_PROBLEMS_
A – Answer these questions about the forum thread:
(i) What should a person always be honest with the breeder about?
(ii) What background does the started 3-year-old dog come from?
(iii) What does gunnr say the discussion point needs to be explored or considered for?
B – Edit the forum thread from "## zigzag (Oct" to "any adult prospect.", replacing "family pet" with "household companion" wherever it occurs.

_QUOTED PASSAGE_
· · · · ·
From City_Dog's initial post it doesn't look like hunting the dog is a priority. If they have no intentions of hunting the dog, than most of the reasons it could be failing as a trial prospect are a moot issue.

City_Dog
No matter if you take this guy into your home, or another, always be honest with the breeder as to what your expectations are of the dog. They know their dogs/line and will better be able to select a puppy of the requisite temperament for your situation.


----------



## zigzag (Oct 4, 2011)

I may have been to quick with my last post. Just please know that if it wasint for the fact that this dog will be coming from what is known to be a reputable breeder. I would be skeptical of the information you have so far. A started 3yr old dog from a hunting field trial background has been worked very hard IMO. That said I think a rescue dog or older dog is always a great prospect for a family pet, If specific training goals are not in the cards IE, field trial, agility, hunting ETC. A older dog has so much potential as a family pet.


----------



## gunnr (Aug 14, 2009)

Not quick at all Zigzag. 
It's actually a very good discussion point that needs to be explored/considered for any adult prospect.


----------



## texasred (Jan 29, 2012)
· · · · ·
_INFORMATION SHOWN_
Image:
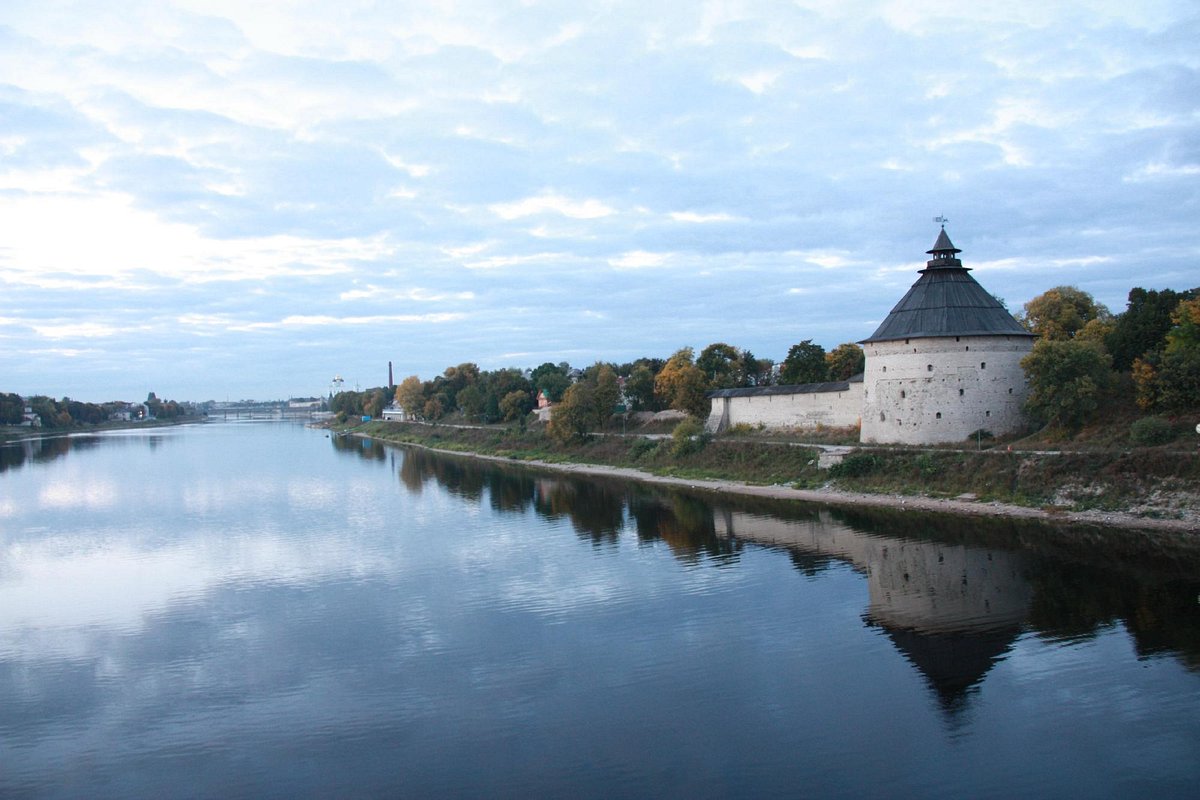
· · · · ·
_EXPECTED OUTPUTS_
A –
(i) What their expectations are of the dog.
(ii) A hunting field trial background.
(iii) Any adult prospect.

B –
## zigzag (Oct 4, 2011)

I may have been to quick with my last post. Just please know that if it wasint for the fact that this dog will be coming from what is known to be a reputable breeder. I would be skeptical of the information you have so far. A started 3yr old dog from a hunting field trial background has been worked very hard IMO. That said I think a rescue dog or older dog is always a great prospect for a household companion, If specific training goals are not in the cards IE, field trial, agility, hunting ETC. A older dog has so much potential as a household companion.


----------



## gunnr (Aug 14, 2009)

Not quick at all Zigzag. 
It's actually a very good discussion point that needs to be explored/considered for any adult prospect.